Aim of the task:
Can you print, word for word, the part of the post on Scorsese's essay below that lies between "Narratives Made From" and "films really are.", inclusive?

Narratives Made From a Language of Images, Jamming, 29/07/2013

Yesterday afternoon, I read an essay by Martin Scorsese in the New York Review of Books, an essay more philosophically pregnant than most of the short works of many contemporary philosophers. It ended with another well-deserved and required plea from Martin to us to preserve every film that exists. The measurements of contemporary popularity don’t indicate what the truly noteworthy or historically relevant films really are. 

Martin Scorsese, starting his new career as a philosopher
of cinema.
The reasons why explore an idea that is becoming increasingly important to my long-term projects: memory’s ability to transform the present and affect the development of the future. Phil Sandifer’s work is, again, an important touchstone for me as well, dealing with the world-constitutive powers of memory through his framework more solidly based in cultural and media studies instead of straight philosophy. 

Scorsese takes the test case of Vertigo: a film that wasn’t very financially successful, that was dismissed as another crime thriller from a director well-known for catchy crime thrillers. Then over time, events conspire to pick up Vertigo for the work of genius it is: the French New Wave theorists latch onto Hitchcock and Vertigo as an auteur and his greatest masterpiece, bringing the analytical heft to pull it off. From there, priorities in sorting through the history of film radically change. A change in our memory transforms our current actions, and so changes how those in our future can remember us when we are their history.

At a different point, he discusses the nature of light in cinema, which strays too close to the worshipful attitude toward origins which I find suspicious. It’s one of the central ideas of my utopias project that romanticizing or carrying out daily life with the goal of recapturing the purity of a lost origin is a terrifyingly dangerous falsehood.

An equally profound idea in Scorsese’s essay is his discussion of what precisely cinema does, which he conceptualizes in terms of its language. It’s a narrative of images, assembled by cuts. A continuous flow of segments. Bergson wrote in 1907, in the last chapter of Creative Evolution, that cinema was an inferior media, a deceptive media, because it creates a false motion from still frames. Cinema for Bergson was another repetition of the flaws of Zeno’s paradoxes: understanding continuous motion for a succession of discrete still states. This is probably the most foolish thing Bergson thought, at least insofar as his idea had to do with what cinema achieved. Because in Matter and Memory, a book of 1896, Bergson conceived of events themselves in terms of images interacting with each other. And cinema truly is the interaction of images to assemble a continuous narrative experience. All of this rebuttal to Bergson’s dismissal of the cinema, and re-appropriating earlier elements of his philosophy for a more productive engagement with what cinema can do, you can find in Gilles Deleuze’s book Cinema I: The Movement-Image.

Material:
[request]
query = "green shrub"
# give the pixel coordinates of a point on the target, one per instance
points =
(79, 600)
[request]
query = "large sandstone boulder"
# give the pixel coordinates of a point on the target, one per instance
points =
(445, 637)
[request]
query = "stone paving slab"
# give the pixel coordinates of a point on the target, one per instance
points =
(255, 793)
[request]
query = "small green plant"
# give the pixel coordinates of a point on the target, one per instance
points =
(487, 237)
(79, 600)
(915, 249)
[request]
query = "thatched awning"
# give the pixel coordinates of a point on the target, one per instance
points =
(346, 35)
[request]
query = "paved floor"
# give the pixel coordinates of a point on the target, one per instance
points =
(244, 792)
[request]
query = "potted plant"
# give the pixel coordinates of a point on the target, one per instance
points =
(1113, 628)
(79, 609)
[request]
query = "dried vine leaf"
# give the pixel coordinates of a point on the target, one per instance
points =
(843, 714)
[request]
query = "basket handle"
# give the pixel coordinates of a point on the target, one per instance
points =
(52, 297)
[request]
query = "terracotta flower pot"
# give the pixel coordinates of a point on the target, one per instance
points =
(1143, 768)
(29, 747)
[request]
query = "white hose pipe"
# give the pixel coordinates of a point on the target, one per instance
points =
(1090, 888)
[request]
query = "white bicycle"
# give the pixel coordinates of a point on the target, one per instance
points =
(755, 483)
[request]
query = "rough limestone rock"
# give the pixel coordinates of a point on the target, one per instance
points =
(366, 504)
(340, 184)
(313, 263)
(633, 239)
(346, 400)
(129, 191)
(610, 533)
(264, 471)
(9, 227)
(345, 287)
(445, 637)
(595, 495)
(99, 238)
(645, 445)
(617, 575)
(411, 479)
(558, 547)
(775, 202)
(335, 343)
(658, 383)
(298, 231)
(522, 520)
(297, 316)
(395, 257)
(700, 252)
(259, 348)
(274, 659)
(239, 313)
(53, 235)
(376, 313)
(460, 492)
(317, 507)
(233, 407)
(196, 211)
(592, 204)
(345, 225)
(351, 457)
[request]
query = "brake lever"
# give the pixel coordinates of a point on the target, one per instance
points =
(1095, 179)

Written solution:
Narratives Made From a Language of Images, Jamming, 29/07/2013

Yesterday afternoon, I read an essay by Martin Scorsese in the New York Review of Books, an essay more philosophically pregnant than most of the short works of many contemporary philosophers. It ended with another well-deserved and required plea from Martin to us to preserve every film that exists. The measurements of contemporary popularity don’t indicate what the truly noteworthy or historically relevant films really are.